* [Selected passage]
Re: subprocess.popen function with quotes

2008-03-26 Thread skunkwerk

On Mar 25, 11:04 pm, "Gabriel Genellina" <[EMAIL PROTECTED]>
wrote:
> En Wed, 26 Mar 2008 02:15:28 -0300, skunkwerk <[EMAIL PROTECTED]>  
> escribió:
>
>
>
> > On Mar 25, 9:25 pm, "Gabriel Genellina" <[EMAIL PROTECTED]>
> > wrote:
> >> En Wed, 26 Mar 2008 00:39:05 -0300, skunkwerk <[EMAIL PROTECTED]>  
> >> escribió:
>
> >> >>    i'm trying to call subprocess.popen on the 'rename' function in
> >> >> linux.  When I run the command from the shell, like so:
>
> >> >> rename -vn 's/\.htm$/\.html/' *.htm
>
> >> >> it works fine... however when I try to do it in python like so:
> >> >> p = subprocess.Popen(["rename","-vn","'s/\.htm$/
> >> >> \.html/'","*.htm"],stdout=subprocess.PIPE,stderr=subprocess.PIPE)

* [Data extract]
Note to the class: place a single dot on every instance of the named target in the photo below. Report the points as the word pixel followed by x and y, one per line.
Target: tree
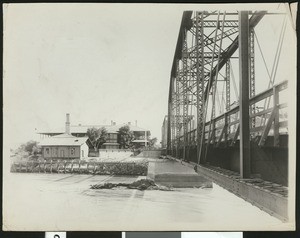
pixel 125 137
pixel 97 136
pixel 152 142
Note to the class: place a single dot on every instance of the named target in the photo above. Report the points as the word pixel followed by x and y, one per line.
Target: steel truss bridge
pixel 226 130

...

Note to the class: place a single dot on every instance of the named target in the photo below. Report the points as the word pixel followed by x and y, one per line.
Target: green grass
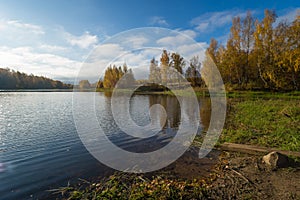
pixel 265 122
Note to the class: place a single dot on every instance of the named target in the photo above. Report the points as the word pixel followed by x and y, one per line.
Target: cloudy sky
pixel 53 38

* * *

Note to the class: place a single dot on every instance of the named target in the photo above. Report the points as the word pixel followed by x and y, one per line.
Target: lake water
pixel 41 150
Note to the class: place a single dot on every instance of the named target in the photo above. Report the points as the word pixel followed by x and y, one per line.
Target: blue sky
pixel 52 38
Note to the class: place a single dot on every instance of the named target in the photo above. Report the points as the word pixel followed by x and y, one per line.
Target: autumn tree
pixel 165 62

* [Directive] Copy out the whole forum post about subprocess.popen and quotes from above, character for character.

* [Response for this exercise]
Re: subprocess.popen function with quotes

2008-03-26 Thread skunkwerk

On Mar 25, 11:04 pm, "Gabriel Genellina" <[EMAIL PROTECTED]>
wrote:
> En Wed, 26 Mar 2008 02:15:28 -0300, skunkwerk <[EMAIL PROTECTED]>  
> escribió:
>
>
>
> > On Mar 25, 9:25 pm, "Gabriel Genellina" <[EMAIL PROTECTED]>
> > wrote:
> >> En Wed, 26 Mar 2008 00:39:05 -0300, skunkwerk <[EMAIL PROTECTED]>  
> >> escribió:
>
> >> >>    i'm trying to call subprocess.popen on the 'rename' function in
> >> >> linux.  When I run the command from the shell, like so:
>
> >> >> rename -vn 's/\.htm$/\.html/' *.htm
>
> >> >> it works fine... however when I try to do it in python like so:
> >> >> p = subprocess.Popen(["rename","-vn","'s/\.htm$/
> >> >> \.html/'","*.htm"],stdout=subprocess.PIPE,stderr=subprocess.PIPE)